TASK DIRECTIONS:
Once the pictures are set aside, retype the remaining entries exactly.

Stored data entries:
========

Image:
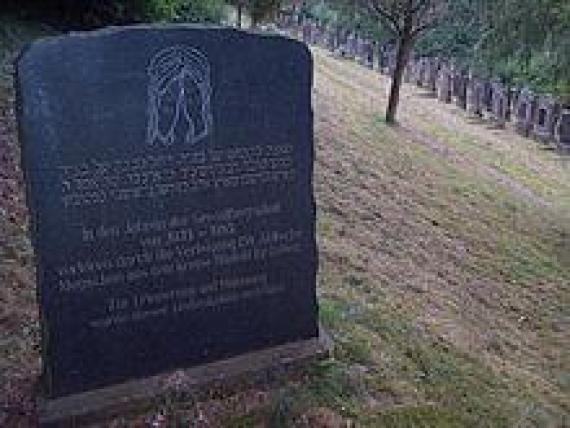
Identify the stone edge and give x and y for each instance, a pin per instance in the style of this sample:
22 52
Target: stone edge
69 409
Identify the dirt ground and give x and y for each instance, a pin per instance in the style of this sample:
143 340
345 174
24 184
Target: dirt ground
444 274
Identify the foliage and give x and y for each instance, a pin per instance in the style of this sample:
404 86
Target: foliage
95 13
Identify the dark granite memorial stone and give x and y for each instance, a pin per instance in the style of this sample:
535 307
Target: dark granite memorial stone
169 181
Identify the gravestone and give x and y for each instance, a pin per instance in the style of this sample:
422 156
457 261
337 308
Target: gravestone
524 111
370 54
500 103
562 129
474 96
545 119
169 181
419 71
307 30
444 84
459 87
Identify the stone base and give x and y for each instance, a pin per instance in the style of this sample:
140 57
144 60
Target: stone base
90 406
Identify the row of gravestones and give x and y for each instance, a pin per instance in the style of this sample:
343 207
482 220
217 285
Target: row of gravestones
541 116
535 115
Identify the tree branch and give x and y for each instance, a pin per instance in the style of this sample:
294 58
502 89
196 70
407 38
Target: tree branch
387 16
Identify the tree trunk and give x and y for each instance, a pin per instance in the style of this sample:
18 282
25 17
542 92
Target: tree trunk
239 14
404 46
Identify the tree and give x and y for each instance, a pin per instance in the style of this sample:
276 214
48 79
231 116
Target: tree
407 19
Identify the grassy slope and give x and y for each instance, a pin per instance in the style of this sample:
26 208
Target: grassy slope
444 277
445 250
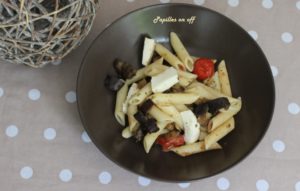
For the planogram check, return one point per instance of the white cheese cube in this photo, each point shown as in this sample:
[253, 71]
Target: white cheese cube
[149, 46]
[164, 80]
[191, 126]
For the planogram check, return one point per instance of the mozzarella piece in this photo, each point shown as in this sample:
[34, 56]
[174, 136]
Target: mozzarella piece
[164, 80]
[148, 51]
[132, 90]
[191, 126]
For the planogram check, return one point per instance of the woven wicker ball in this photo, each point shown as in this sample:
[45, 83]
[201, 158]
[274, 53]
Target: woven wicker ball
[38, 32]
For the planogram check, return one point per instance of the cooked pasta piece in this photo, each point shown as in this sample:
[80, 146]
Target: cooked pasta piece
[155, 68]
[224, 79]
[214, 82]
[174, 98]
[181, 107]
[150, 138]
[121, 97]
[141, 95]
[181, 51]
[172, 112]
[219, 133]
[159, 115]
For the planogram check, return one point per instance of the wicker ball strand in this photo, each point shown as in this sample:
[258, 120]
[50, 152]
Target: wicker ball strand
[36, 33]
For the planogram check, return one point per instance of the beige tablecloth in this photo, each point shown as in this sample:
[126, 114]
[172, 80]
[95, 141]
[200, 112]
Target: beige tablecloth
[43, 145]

========

RESPONSE BOX:
Image:
Identify the stone edge and give x and y for each instance, a pin per instance in the style of this sample:
22 52
Target: stone edge
69 409
Identify the dirt ground and give x and y for each instance, a pin per instance in the style of this sample:
143 340
345 174
24 184
Target: dirt ground
444 274
Identify the foliage and give x and y for each instance, a pin per instance in the style of this sample:
404 86
Target: foliage
95 13
Identify the dark granite memorial stone and give x and y for each instance, a pin per instance in the style of this sample:
535 307
Target: dark granite memorial stone
169 181
Identify the gravestone and give x and y for each instance, a pin per instance in the style of this sample:
422 156
457 261
337 308
Target: gravestone
524 111
370 54
500 103
562 129
474 96
545 119
169 181
419 71
307 30
444 84
459 87
Identify the stone base and give x and y for each instance, a pin per instance in the style of this sample:
140 57
144 60
Target: stone base
90 406
Identify the row of gravestones and give x and y for each instance, a pin per instance in the style of this sample:
343 207
482 220
217 285
Target: row of gravestones
541 116
535 115
Identify the tree branch and give x and y for each instance, a pin per instance in the style of this sample:
294 58
502 89
196 70
407 38
Target: tree branch
387 16
Identify the tree trunk and give x and y for each instance, a pin per instance in the style of this sample:
18 282
25 17
542 92
Target: tree trunk
239 14
404 46
Identify the tree and give x and y for each instance, a pin per instance in the style of this sample:
276 214
48 79
231 116
Target: tree
407 19
Identify the grassy slope and give x and y for each instance, a pin per instance in the style of this sample:
26 208
Target: grassy slope
444 277
445 250
For the planogram check, return one point per instance of the white cheese cube in this photo, each point shown as in this sample:
[253, 71]
Target: white cheese cube
[149, 46]
[164, 80]
[191, 126]
For the planogram check, return one point per instance of the mozzarella piece in this photo, each point shown as in this sample:
[34, 56]
[174, 136]
Target: mozzarella piece
[164, 80]
[148, 51]
[132, 90]
[191, 126]
For the planogram check, return one point per instance of the woven wicker ball in this photo, each point shown as in this sample:
[45, 83]
[201, 158]
[274, 53]
Target: woven wicker ball
[38, 32]
For the planogram check, return one point per instance of the cooked pasta piece in this photo, each point shown as in this sample:
[80, 146]
Target: cooked pasta piece
[155, 68]
[224, 79]
[214, 82]
[174, 98]
[181, 107]
[150, 138]
[121, 97]
[141, 95]
[181, 51]
[172, 112]
[219, 133]
[159, 115]
For the planogram check, return one point per instance of the wicker ball strand in this photo, each point shown as in this sample:
[258, 120]
[50, 152]
Target: wicker ball strand
[36, 33]
For the planogram check, return one point per instance of the beige tablecloth in this photo, each point shown as in this sample:
[126, 114]
[172, 80]
[95, 141]
[200, 112]
Target: beige tablecloth
[43, 145]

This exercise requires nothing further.